» Task A: Please list every app that the forum post about the Droid X2 and the Thunderbolt mentions by name.

[Start Provided text]

# Droid X2 reminds me of why I love my Thunderbolt



## m00nshake (Jul 12, 2011)

Hello everyone. My Thunderbolt is being replaced by BestBuy under the black tie protection. Because they didn't have another Android loaner, they broke a new Motorola X2 out of the box as a loaner until my replacement comes in, and I had to put down a $50 deposit just in case I don't bring the X2 back. Since the X2 is newer than the Thunderbolt, I considered not returning it and taking the hit for the deposit. But...

Three days into using this phone and I'm reminded as to why I've been so happy with my Thunderbolt for over a year now, even though development has dropped significantly.

Yes the X2 has a nice screen, is dual core, and has a better camera. There are no light leaks near the buttons. However, the GUI in my opinion is inferior to Sense. It often lags when you're pressing home screen icons or navigating screens. When I run Cardiotrainer and Doubletwist simultaneously, the music starts to skip randomly as if this phone were a portable CD player. And this is with dual core? My stock Thunderbolt ran more smoothly with a single processor.

Further gripes include the lack of 4g, which is a deal breaker for me since we just got it a few months ago. Also GPS on the Thunderbolt is more accurate and consistent than the X2. Although it locks quickly, when I track my workouts with Cardiotrainer, the total distance is all over the place, whereas on the Thunderbolt it has been very consistent.

So... now that I've got this X2, I'm reminded of why I like and have liked my Thunderbolt for a long time now. It's easy to get pessimistic with the lack of development as of late and the problems with RIL, however, it's still a rock solid phone and it took this experience to remind me why I should still own it.

Sent from my DROID X2 using Tapatalk 2


----------



## JDely31 (Jun 18, 2011)

[End Provided text]
[Start Task input]

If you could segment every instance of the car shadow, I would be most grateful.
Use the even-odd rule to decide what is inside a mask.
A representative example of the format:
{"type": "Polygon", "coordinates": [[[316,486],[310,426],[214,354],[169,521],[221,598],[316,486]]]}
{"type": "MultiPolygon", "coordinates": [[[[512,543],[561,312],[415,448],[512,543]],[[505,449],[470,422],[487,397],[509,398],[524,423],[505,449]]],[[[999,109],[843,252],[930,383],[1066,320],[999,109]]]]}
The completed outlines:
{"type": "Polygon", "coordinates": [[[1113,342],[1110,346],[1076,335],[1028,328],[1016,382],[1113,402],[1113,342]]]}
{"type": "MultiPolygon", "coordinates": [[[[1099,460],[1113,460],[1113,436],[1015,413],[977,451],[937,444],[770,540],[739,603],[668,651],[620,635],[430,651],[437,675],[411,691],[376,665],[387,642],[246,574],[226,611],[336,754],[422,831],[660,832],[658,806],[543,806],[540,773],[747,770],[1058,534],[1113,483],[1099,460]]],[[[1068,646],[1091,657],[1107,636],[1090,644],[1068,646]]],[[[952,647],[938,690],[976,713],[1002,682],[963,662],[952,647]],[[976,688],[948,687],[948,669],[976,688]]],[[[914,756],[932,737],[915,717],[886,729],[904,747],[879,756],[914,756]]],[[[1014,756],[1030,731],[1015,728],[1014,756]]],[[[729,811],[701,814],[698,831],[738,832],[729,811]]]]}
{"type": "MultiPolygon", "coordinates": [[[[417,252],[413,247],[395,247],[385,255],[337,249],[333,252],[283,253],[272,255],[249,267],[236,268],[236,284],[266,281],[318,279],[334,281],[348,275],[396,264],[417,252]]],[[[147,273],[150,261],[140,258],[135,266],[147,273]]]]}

[End Task input]

» Task B: Rewrite the records with "car shadow" changed to "tree shadow" and nothing else altered.

» Complete answer A: Cardiotrainer, Doubletwist, Tapatalk

» Complete answer B:
If you could segment every instance of the tree shadow, I would be most grateful.
Use the even-odd rule to decide what is inside a mask.
A representative example of the format:
{"type": "Polygon", "coordinates": [[[316,486],[310,426],[214,354],[169,521],[221,598],[316,486]]]}
{"type": "MultiPolygon", "coordinates": [[[[512,543],[561,312],[415,448],[512,543]],[[505,449],[470,422],[487,397],[509,398],[524,423],[505,449]]],[[[999,109],[843,252],[930,383],[1066,320],[999,109]]]]}
The completed outlines:
{"type": "Polygon", "coordinates": [[[1113,342],[1110,346],[1076,335],[1028,328],[1016,382],[1113,402],[1113,342]]]}
{"type": "MultiPolygon", "coordinates": [[[[1099,460],[1113,460],[1113,436],[1015,413],[977,451],[937,444],[770,540],[739,603],[668,651],[620,635],[430,651],[437,675],[411,691],[376,665],[387,642],[246,574],[226,611],[336,754],[422,831],[660,832],[658,806],[543,806],[540,773],[747,770],[1058,534],[1113,483],[1099,460]]],[[[1068,646],[1091,657],[1107,636],[1090,644],[1068,646]]],[[[952,647],[938,690],[976,713],[1002,682],[963,662],[952,647]],[[976,688],[948,687],[948,669],[976,688]]],[[[914,756],[932,737],[915,717],[886,729],[904,747],[879,756],[914,756]]],[[[1014,756],[1030,731],[1015,728],[1014,756]]],[[[729,811],[701,814],[698,831],[738,832],[729,811]]]]}
{"type": "MultiPolygon", "coordinates": [[[[417,252],[413,247],[395,247],[385,255],[337,249],[333,252],[283,253],[272,255],[249,267],[236,268],[236,284],[266,281],[318,279],[334,281],[348,275],[396,264],[417,252]]],[[[147,273],[150,261],[140,258],[135,266],[147,273]]]]}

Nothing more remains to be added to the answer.